** Opening Dataset excerpts block **

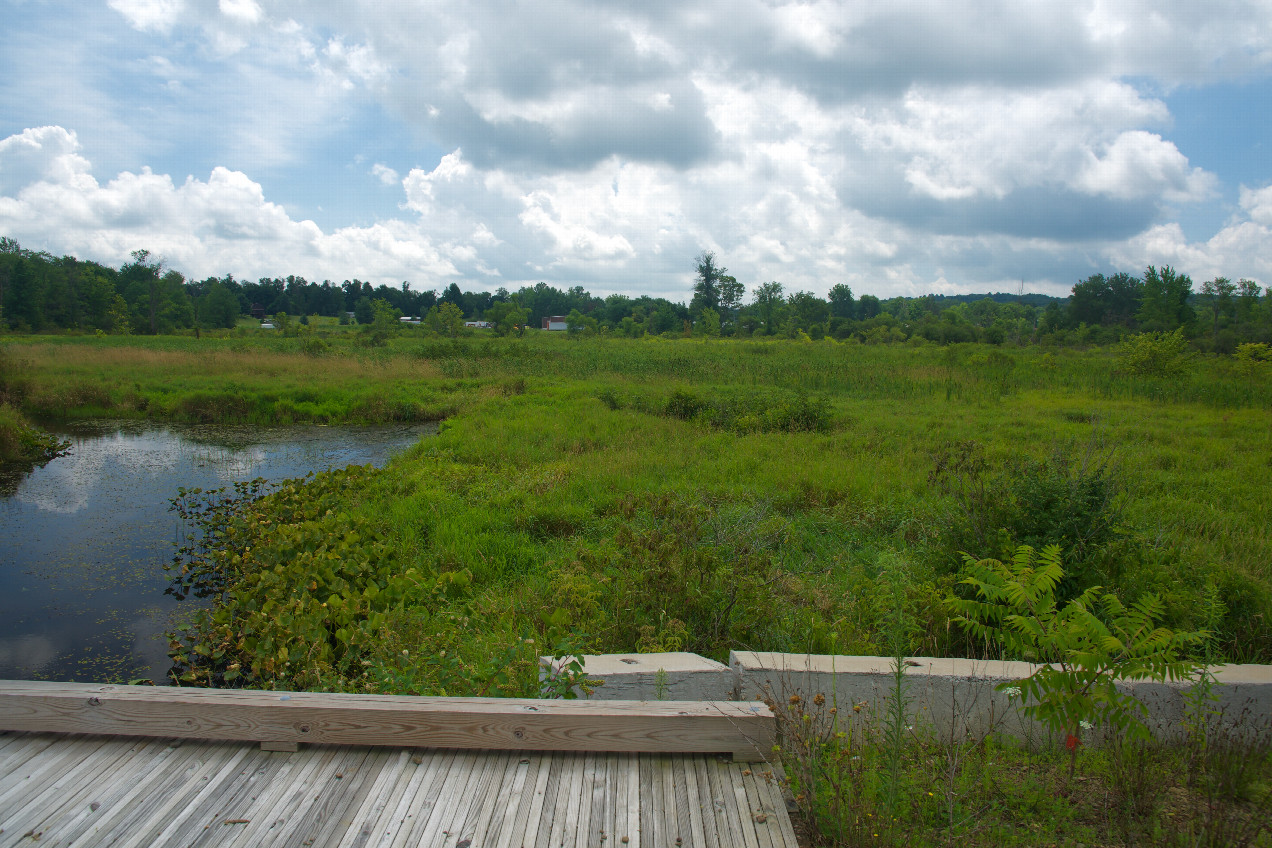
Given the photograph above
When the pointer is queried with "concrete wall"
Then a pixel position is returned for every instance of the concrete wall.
(949, 696)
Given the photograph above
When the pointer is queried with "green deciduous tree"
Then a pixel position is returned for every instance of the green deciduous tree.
(706, 286)
(508, 317)
(444, 319)
(768, 304)
(1164, 300)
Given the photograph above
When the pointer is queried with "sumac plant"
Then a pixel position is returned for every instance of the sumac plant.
(1083, 647)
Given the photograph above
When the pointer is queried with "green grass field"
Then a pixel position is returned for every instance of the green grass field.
(601, 495)
(715, 495)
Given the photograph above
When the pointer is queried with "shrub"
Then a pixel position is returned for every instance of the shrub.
(1155, 354)
(1084, 647)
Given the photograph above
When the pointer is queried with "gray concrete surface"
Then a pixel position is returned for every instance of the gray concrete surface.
(948, 696)
(653, 677)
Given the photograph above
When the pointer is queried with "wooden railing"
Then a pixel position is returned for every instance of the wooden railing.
(281, 720)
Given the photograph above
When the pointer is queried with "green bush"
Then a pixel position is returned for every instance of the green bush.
(1155, 354)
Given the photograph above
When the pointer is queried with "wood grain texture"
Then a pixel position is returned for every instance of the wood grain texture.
(143, 792)
(744, 730)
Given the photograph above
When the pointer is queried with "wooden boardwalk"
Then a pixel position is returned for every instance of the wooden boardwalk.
(135, 791)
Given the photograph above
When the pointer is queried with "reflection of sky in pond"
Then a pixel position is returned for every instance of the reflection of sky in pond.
(84, 539)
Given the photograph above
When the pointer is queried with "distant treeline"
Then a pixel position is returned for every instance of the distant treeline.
(41, 293)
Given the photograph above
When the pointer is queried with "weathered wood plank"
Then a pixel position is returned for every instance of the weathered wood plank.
(167, 792)
(746, 730)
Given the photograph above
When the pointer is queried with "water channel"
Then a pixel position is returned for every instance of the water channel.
(84, 539)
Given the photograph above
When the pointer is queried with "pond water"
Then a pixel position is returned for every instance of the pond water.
(84, 539)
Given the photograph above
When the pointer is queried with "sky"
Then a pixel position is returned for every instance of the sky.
(907, 148)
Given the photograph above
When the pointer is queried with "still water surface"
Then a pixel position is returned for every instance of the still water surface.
(84, 539)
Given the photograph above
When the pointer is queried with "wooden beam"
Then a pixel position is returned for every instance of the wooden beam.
(744, 730)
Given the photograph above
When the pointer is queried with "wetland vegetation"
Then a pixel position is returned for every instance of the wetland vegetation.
(793, 474)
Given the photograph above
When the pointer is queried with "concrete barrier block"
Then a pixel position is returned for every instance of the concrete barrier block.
(651, 677)
(962, 697)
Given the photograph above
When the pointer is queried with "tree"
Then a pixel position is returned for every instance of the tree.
(709, 323)
(768, 301)
(445, 319)
(868, 307)
(508, 317)
(364, 313)
(218, 307)
(1217, 294)
(807, 309)
(706, 287)
(1164, 300)
(579, 324)
(841, 301)
(730, 299)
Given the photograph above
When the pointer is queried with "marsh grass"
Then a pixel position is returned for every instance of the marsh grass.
(857, 783)
(546, 441)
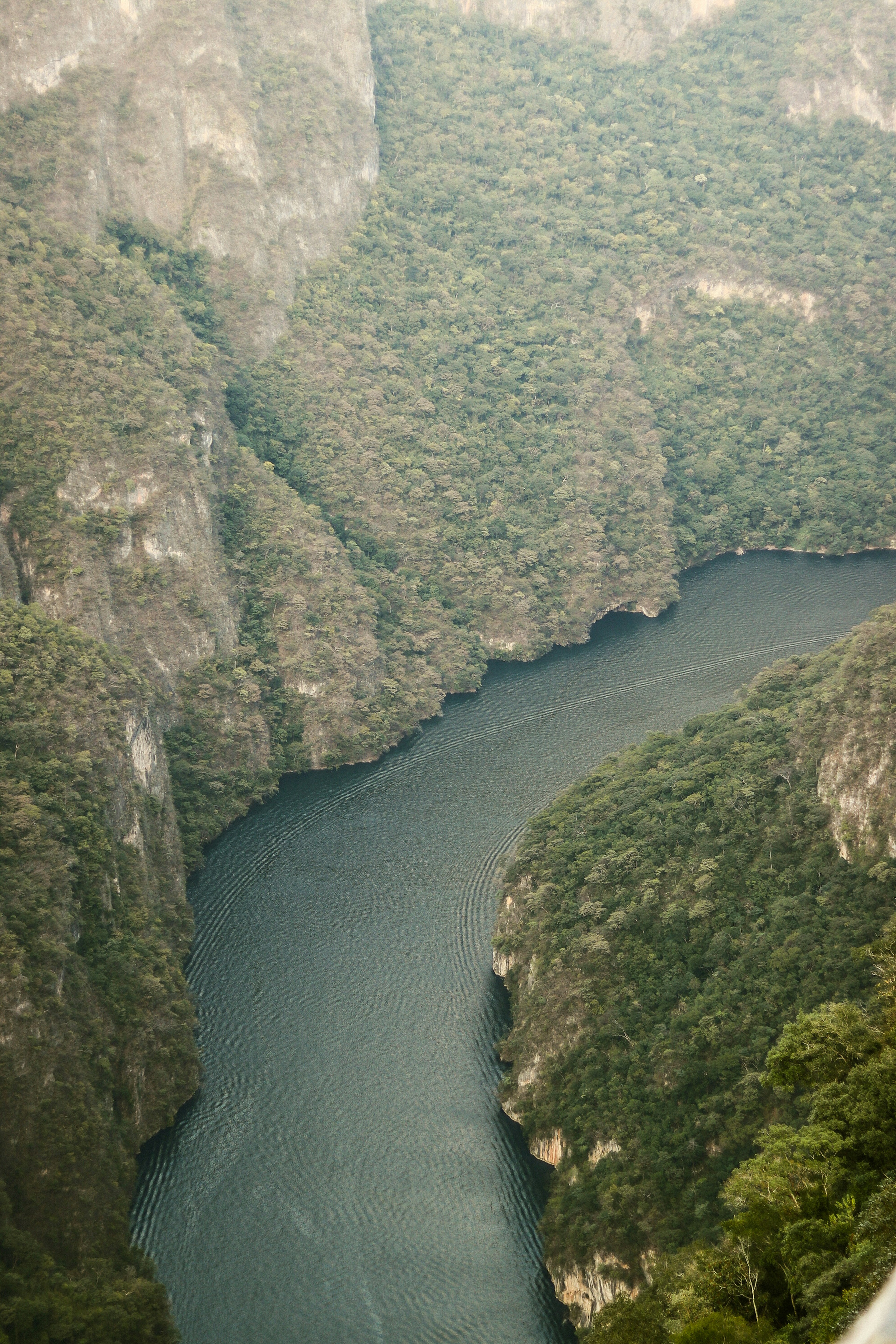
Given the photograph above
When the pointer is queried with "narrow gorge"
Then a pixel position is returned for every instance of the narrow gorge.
(343, 353)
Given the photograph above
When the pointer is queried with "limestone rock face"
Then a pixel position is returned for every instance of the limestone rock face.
(588, 1289)
(847, 73)
(253, 127)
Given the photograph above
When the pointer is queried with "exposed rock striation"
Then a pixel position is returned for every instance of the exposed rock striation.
(250, 132)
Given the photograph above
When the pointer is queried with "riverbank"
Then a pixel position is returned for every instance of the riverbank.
(347, 1131)
(749, 854)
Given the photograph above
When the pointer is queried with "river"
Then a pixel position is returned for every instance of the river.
(346, 1175)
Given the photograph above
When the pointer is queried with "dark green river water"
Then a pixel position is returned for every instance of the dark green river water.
(346, 1172)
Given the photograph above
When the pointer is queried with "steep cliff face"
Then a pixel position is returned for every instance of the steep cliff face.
(96, 1022)
(851, 729)
(660, 925)
(848, 66)
(249, 131)
(128, 509)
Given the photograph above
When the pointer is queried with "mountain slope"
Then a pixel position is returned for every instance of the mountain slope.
(662, 923)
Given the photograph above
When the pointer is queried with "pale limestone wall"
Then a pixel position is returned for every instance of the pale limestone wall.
(254, 135)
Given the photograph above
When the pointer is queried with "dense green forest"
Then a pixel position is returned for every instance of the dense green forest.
(471, 393)
(600, 322)
(663, 921)
(811, 1234)
(99, 1026)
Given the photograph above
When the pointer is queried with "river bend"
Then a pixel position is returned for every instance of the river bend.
(346, 1175)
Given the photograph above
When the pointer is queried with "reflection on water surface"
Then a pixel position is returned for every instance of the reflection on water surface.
(346, 1172)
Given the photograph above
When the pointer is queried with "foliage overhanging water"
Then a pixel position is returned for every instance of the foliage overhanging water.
(346, 1172)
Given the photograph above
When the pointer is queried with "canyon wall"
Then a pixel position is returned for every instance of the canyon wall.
(241, 128)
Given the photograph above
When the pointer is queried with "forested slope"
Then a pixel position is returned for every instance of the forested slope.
(597, 323)
(663, 921)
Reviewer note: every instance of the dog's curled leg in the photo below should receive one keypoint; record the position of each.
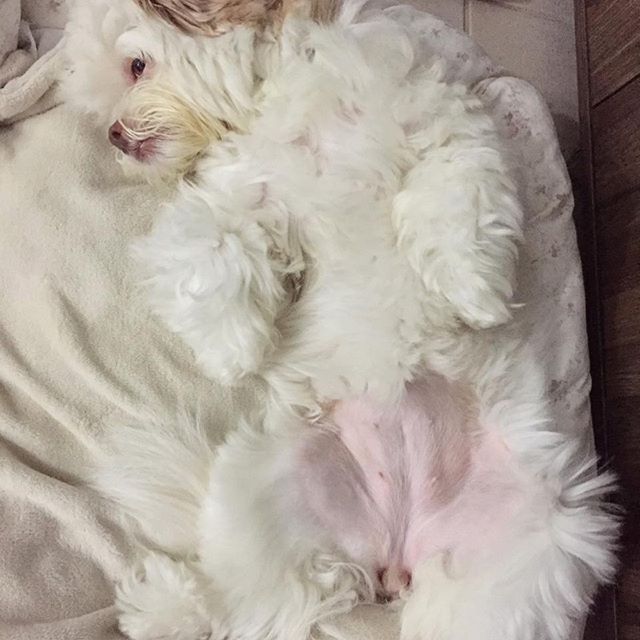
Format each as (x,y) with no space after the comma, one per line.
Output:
(168,599)
(216,280)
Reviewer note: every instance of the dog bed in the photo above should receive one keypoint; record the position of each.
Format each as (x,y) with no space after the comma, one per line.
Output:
(79,352)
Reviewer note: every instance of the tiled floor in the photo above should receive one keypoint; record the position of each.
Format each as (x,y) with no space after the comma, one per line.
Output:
(533,39)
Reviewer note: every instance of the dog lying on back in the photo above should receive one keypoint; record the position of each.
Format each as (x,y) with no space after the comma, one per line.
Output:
(345,227)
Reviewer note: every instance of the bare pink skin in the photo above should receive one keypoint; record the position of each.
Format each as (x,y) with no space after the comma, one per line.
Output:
(396,486)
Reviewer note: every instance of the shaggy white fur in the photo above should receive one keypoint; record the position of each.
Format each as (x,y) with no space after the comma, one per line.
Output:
(344,223)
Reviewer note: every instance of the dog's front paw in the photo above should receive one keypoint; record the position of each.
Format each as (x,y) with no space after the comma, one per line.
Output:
(479,302)
(165,599)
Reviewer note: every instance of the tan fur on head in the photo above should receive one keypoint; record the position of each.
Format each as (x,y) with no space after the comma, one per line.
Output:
(213,17)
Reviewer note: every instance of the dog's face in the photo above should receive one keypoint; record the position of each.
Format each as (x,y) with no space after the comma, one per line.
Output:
(163,95)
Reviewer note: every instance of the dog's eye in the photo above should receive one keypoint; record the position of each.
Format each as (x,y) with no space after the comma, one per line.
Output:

** Closing Dataset excerpts block **

**Exercise brief:** Each line of the data above is to be output exactly; the pictures are not to appear.

**Expected answer:**
Given the photograph above
When the pointer is queried with "concrete wall"
Then a pixel position is returned for every instance of the concrete wall.
(949, 696)
Given the photograph above
When the pointer is queried with "green deciduous tree"
Then a pixel position is returned for every instance of the green deciduous tree.
(706, 286)
(508, 317)
(444, 319)
(768, 304)
(1164, 300)
Given the photograph above
When the pointer is queried with "sumac plant"
Then a pixel position is returned for every instance of the sumac plant.
(1083, 647)
Given the photograph above
When the pointer is queried with "green grass field"
Then a pixel position is returned for every instance of the green grass field.
(601, 495)
(715, 495)
Given the photograph above
When the pointer is queried with "shrub"
Then a pixel position is returned for every instance of the shrub.
(1155, 354)
(1084, 647)
Given the photograph above
When the pointer is queried with "gray concrete surface"
Then a pixel position is returned for every instance of the gray concrete surface.
(948, 696)
(653, 677)
Given the photograph above
When the pointer is queried with "wooden railing"
Then a pixel position is returned for every instance of the wooden railing.
(281, 720)
Given the photograph above
When the pointer is queried with "green bush"
Then a pixel position is returned for every instance of the green bush.
(1155, 354)
Given the photograph above
When the pointer is queried with "wood grain texture"
Then a pixel position is returned for every instance of the wood grain texture.
(143, 792)
(744, 730)
Given the photograph above
When the pointer is queried with "wooden boardwalk"
Then a pixel position is returned for every instance of the wooden boardwalk.
(135, 791)
Given the photograph above
When the pointer is queried with "reflection of sky in pond"
Then a pixel position is returned for every instance of the reflection of sky in pond.
(84, 539)
Given the photograph above
When the pointer is queried with "distant treeline"
Then a pixel position is returned for every instance of the distant treeline.
(41, 293)
Given the photograph above
When the pointer is queried with "weathered wood plank"
Then a pixel position is returned for every instance of the weathered wood plank.
(167, 792)
(746, 730)
Given the photograph above
When the pointer is queried with "water channel"
Then a pixel position is returned for every instance of the water channel.
(84, 539)
Given the photograph above
When the pointer is queried with "pond water"
Then a pixel position is returned for every instance of the pond water.
(84, 539)
Given the photograph above
When the pointer is queried with "sky"
Then a pixel position is returned for every instance of the sky.
(907, 148)
Given the photograph above
When the pointer is queried with "still water surface"
Then a pixel position is returned for every instance of the still water surface.
(84, 539)
Given the photograph above
When the pointer is queried with "wooden beam"
Then a pixel position is returned for every instance of the wooden beam.
(744, 730)
Given the photograph above
When the pointer is queried with "wetland vegetation"
Then a pixel position is returned for every instance of the wetland vegetation.
(793, 474)
Given the photograph above
When the pointer is queried with "concrete barrier block"
Then a pixel position is returned for every instance of the concrete barrier block.
(651, 677)
(962, 697)
Given the photograph above
When the pointer is queried with "tree"
Then a pixel position is returned for every instance of the tree.
(709, 323)
(768, 301)
(445, 319)
(868, 307)
(508, 317)
(364, 313)
(218, 307)
(1217, 294)
(807, 309)
(706, 287)
(1164, 300)
(579, 324)
(841, 301)
(730, 299)
Given the photograph above
When the pointer is queried with "marsh grass"
Then a pixel position is returned for every instance of the marsh grass.
(857, 783)
(546, 441)
Given the photograph above
When the pointer is queried with "narrow gorge"
Then a pixel position is returned for every instance of the narrow gorge.
(343, 353)
Given the photograph above
When the pointer is queried with "limestone rock face"
Then a pixel position is returned for every instance of the limestone rock face.
(588, 1289)
(847, 73)
(253, 127)
Given the photograph above
When the pointer is queried with "exposed rock striation"
Then a pixel position is returned for every instance of the exposed rock striation.
(250, 132)
Given the photograph above
When the pointer is queried with "riverbank"
Then a pixel position is returned for every instance of the riverbank.
(347, 1131)
(749, 854)
Given the photograph above
When the pointer is queried with "river"
Then a pixel position is returned for every instance of the river.
(346, 1175)
Given the photograph above
When the pointer is queried with "dark green river water"
Then a pixel position is returned for every instance of the dark green river water.
(346, 1172)
Given the photograph above
When the pointer is queried with "steep cliff face"
Then a pixel position is returned for every instance of the steep cliff face.
(96, 1022)
(851, 729)
(660, 925)
(848, 66)
(249, 131)
(128, 509)
Given the photograph above
When the pointer is queried with "mountain slope"
Then a pixel position is returned for every instance of the mountain slope.
(662, 923)
Given the photograph above
When the pointer is queried with "pale limestone wall"
Then a pixel position is returned for every instance of the pale limestone wall.
(254, 135)
Given the photograph above
When the pointer is queried with "dense green forest"
Then a pixel position is returned for every instance of the dense green forest.
(471, 393)
(600, 322)
(663, 921)
(811, 1234)
(99, 1026)
Given the photograph above
When the pointer is queried with "river bend"
Then a pixel position is returned for every instance of the river bend.
(346, 1175)
Given the photograph above
When the pointer is queried with "reflection on water surface"
Then a pixel position is returned for every instance of the reflection on water surface.
(346, 1172)
Given the photograph above
When the pointer is queried with "foliage overhanging water"
Then a pixel position is returned for every instance of the foliage overhanging water.
(346, 1172)
Given the photograph above
When the pointer is queried with "canyon wall"
Then a pixel position is returned for every instance of the canyon wall.
(241, 128)
Given the photograph above
When the pointer is queried with "forested slope"
Then a pixel position is returned for every instance of the forested slope.
(597, 323)
(663, 921)
Reviewer note: every instance of the dog's curled leg in the photo below should receive one keypoint; record the position of each.
Format each as (x,y) with no space after the comma, one per line.
Output:
(168,599)
(216,280)
Reviewer note: every instance of the dog bed in the photo above should receive one keypoint; record the position of each.
Format each as (x,y) with no space after the comma, one per line.
Output:
(79,352)
Reviewer note: every instance of the tiled floor in the photo above should receive one keypoint; record the position of each.
Format each as (x,y) with no space after the comma, one per line.
Output:
(533,39)
Reviewer note: every instance of the dog lying on back in the photo above should receive one keypoint; record the position of each.
Format each as (x,y) with no space after the comma, one per line.
Output:
(345,227)
Reviewer note: every instance of the bare pink skin in the photo above should receive one keypoint; record the position of each.
Format each as (x,y) with no space after the comma, one per line.
Output:
(396,486)
Reviewer note: every instance of the shaggy white fur in the photo above should receive one keypoint; record the position of each.
Format each as (x,y) with no space after the comma, one per line.
Output:
(344,223)
Reviewer note: every instance of the dog's front paw in the photo above should receive one keypoint; record the position of each.
Format each as (x,y) with no space after the comma, one per line.
Output:
(479,302)
(165,599)
Reviewer note: every instance of the tan fur on head in the photo above should receive one keypoint; record the position of each.
Format each as (x,y) with no space after the comma, one per line.
Output:
(213,17)
Reviewer note: every instance of the dog's face in the photo above should receive one keypoint; record the position of each.
Format each as (x,y) with no space after the comma, one per line.
Output:
(163,95)
Reviewer note: every instance of the dog's eye in the photo above should receive one keypoint; record the position of each.
Format each as (x,y) with no space after the comma, one per line.
Output:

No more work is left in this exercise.